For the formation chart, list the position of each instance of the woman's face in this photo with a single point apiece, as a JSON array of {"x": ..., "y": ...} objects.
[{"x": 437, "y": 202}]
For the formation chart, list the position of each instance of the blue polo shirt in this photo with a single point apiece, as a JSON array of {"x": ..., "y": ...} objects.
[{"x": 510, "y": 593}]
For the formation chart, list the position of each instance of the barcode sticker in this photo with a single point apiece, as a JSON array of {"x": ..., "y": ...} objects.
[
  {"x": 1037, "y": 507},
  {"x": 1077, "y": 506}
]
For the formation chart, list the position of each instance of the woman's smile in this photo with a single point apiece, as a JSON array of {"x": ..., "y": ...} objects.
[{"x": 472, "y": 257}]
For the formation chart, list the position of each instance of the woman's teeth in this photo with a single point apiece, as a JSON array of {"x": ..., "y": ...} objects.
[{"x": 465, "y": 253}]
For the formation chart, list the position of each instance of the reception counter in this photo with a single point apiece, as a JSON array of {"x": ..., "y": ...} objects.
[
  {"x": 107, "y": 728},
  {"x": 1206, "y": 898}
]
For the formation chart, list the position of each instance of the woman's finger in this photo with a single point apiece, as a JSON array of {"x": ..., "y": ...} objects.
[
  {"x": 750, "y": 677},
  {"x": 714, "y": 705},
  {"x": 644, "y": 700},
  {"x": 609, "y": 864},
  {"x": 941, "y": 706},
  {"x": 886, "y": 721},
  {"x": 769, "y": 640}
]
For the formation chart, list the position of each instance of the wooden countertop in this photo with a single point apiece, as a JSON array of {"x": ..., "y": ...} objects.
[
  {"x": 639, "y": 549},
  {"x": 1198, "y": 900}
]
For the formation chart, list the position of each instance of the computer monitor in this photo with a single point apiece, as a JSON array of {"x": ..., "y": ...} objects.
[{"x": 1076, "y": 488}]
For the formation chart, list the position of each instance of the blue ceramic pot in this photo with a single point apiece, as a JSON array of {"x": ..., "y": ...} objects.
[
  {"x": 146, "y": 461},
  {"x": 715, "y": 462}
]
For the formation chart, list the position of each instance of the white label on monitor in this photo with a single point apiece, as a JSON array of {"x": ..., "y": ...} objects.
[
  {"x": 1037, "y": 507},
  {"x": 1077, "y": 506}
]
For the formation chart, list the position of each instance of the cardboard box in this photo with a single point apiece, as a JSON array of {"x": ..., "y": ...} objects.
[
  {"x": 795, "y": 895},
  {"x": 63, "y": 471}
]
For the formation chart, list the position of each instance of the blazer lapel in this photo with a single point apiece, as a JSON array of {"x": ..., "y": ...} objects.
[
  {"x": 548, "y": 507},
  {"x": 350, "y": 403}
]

-----

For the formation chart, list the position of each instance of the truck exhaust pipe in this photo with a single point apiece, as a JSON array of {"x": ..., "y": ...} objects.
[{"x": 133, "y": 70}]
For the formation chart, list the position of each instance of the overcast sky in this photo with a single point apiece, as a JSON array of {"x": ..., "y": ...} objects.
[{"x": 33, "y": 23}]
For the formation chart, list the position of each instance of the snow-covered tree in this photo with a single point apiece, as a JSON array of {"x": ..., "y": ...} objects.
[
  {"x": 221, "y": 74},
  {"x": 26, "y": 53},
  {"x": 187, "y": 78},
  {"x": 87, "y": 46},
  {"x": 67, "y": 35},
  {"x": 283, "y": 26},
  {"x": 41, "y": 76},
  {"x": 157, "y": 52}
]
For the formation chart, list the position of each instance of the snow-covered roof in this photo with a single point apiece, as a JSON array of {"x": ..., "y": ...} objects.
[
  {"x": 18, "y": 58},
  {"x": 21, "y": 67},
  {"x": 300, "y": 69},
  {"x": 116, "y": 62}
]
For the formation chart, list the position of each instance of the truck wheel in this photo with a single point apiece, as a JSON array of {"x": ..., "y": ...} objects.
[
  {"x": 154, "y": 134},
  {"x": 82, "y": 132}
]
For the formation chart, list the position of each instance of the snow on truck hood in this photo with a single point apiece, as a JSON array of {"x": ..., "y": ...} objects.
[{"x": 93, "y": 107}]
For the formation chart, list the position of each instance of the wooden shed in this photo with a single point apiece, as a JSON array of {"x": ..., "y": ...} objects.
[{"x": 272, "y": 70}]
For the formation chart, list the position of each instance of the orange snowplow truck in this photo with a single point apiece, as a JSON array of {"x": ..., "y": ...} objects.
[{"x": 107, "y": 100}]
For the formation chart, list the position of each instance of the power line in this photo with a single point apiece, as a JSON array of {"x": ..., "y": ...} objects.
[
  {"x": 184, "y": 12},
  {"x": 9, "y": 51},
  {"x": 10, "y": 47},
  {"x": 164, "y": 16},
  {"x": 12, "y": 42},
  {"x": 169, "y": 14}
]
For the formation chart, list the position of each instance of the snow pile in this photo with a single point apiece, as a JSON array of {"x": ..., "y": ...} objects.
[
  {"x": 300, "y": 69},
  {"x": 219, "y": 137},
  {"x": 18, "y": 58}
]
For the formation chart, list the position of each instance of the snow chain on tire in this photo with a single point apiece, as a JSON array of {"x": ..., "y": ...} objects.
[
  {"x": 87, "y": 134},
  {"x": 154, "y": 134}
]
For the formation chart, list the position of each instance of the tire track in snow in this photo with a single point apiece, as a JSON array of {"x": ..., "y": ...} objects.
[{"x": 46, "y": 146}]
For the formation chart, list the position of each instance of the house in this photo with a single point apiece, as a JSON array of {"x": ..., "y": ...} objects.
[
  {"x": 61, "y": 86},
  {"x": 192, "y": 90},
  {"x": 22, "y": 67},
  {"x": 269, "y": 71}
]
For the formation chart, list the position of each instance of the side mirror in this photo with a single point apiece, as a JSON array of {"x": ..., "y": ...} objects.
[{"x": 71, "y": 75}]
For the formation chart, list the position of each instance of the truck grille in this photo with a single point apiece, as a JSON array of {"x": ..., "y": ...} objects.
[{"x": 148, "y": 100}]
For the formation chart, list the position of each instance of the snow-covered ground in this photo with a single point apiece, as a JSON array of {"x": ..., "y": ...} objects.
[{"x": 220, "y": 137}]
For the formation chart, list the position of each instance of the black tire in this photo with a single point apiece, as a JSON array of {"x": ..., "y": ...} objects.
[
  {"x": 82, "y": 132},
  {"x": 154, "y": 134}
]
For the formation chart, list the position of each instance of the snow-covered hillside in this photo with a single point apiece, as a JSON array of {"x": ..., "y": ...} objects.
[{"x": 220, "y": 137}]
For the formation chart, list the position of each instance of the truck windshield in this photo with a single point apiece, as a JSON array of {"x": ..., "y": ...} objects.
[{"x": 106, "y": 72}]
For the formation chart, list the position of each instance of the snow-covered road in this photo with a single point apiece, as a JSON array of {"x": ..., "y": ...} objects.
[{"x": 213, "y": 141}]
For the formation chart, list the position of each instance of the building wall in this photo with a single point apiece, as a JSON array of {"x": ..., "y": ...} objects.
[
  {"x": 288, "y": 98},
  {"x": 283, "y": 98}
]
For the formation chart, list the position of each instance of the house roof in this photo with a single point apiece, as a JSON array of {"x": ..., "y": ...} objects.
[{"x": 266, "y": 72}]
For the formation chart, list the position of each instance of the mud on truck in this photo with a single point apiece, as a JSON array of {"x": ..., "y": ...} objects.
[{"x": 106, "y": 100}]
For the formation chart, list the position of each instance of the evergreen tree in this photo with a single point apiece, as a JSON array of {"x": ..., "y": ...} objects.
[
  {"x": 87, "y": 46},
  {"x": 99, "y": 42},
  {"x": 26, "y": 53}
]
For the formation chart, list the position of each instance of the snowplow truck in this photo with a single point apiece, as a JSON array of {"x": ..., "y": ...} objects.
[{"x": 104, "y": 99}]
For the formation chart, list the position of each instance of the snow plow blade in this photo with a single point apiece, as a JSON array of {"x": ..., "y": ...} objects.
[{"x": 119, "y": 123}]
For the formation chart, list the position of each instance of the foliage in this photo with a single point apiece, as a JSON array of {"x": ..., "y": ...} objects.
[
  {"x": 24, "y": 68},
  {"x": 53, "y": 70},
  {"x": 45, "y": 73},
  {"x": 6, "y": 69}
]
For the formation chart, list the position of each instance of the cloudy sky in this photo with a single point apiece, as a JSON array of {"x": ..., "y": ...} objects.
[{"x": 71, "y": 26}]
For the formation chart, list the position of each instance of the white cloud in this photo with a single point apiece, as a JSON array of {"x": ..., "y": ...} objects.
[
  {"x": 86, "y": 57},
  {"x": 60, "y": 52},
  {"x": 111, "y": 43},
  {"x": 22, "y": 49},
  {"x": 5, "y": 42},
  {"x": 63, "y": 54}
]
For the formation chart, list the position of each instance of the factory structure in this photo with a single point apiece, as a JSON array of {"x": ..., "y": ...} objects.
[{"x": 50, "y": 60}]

-----

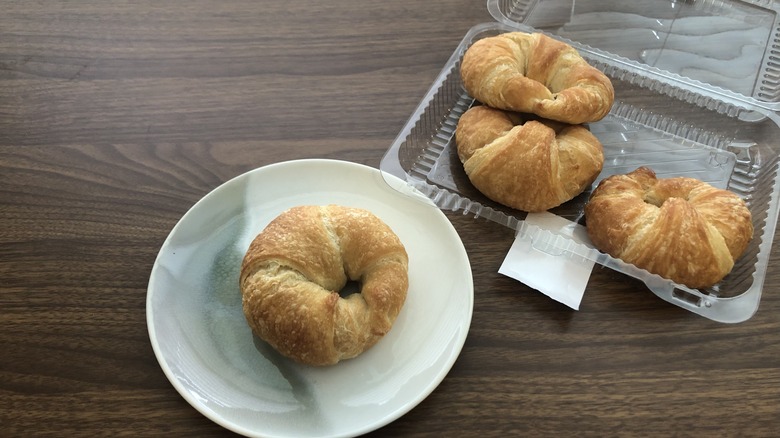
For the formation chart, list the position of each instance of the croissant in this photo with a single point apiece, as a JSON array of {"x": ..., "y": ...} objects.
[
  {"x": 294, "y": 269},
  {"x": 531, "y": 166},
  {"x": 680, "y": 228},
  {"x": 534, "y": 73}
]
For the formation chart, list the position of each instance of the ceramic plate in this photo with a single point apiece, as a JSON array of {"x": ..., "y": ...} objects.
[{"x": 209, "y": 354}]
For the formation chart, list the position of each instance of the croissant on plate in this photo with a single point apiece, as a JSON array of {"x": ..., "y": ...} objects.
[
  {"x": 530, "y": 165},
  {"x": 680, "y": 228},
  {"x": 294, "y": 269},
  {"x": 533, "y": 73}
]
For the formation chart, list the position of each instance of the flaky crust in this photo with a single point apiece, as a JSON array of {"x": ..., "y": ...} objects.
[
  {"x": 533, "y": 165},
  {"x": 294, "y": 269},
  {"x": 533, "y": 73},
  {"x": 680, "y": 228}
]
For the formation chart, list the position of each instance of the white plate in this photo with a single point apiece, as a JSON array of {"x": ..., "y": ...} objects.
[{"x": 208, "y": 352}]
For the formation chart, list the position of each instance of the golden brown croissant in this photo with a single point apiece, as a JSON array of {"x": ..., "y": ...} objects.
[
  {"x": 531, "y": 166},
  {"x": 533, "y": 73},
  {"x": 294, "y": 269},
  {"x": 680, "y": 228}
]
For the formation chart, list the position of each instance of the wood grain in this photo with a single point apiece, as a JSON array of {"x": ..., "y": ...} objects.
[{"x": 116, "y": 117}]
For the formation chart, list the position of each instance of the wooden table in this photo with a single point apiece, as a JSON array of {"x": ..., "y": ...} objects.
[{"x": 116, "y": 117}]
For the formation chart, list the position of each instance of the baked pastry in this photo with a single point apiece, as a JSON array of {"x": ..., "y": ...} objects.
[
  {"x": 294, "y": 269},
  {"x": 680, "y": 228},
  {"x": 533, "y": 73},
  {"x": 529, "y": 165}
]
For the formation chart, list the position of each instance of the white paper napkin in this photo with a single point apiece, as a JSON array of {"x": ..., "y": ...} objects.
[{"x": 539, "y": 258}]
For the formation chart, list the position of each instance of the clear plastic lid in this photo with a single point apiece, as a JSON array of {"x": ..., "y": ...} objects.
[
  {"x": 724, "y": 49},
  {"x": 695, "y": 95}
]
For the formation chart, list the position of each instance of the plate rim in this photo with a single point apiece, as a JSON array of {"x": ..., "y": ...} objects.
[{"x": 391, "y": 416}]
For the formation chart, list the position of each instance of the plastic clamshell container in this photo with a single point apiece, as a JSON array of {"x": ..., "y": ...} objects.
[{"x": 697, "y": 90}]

-----

Count the lines of the material above that contain the word "roof", and give only the number.

2